→ **Task objective**
Lines that contain the string "query" are the ones to list; copy all of them from the records.

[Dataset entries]

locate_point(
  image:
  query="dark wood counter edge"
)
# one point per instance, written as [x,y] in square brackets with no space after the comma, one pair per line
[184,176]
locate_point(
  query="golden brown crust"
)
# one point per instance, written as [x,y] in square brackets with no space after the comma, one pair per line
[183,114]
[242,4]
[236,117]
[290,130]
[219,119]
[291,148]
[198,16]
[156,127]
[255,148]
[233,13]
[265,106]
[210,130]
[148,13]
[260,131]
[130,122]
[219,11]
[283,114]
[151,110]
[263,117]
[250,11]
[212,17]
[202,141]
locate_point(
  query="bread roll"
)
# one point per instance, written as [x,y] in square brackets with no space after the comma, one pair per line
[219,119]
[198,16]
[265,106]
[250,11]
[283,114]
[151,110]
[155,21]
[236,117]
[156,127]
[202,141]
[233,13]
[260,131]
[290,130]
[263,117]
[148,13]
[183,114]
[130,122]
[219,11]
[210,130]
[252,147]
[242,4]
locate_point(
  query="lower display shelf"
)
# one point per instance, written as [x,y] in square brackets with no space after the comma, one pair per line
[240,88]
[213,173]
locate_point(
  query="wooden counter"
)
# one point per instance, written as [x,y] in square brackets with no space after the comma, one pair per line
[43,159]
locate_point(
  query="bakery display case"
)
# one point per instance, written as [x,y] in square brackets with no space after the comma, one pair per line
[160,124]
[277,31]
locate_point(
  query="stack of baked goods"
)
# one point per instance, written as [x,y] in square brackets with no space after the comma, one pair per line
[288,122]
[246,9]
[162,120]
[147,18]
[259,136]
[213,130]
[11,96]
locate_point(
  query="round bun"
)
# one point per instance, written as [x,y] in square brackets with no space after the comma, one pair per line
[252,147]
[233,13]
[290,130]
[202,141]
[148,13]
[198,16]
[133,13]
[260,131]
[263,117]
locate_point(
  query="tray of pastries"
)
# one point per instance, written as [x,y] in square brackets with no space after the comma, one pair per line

→ **Solution for this task**
  query="dark wood counter edge"
  query="golden brown crust"
  query="bread roll"
  query="lower display shelf"
  query="wooden counter"
  query="bakery display case"
  query="stack of baked goods"
  query="round bun"
  query="tray of pastries"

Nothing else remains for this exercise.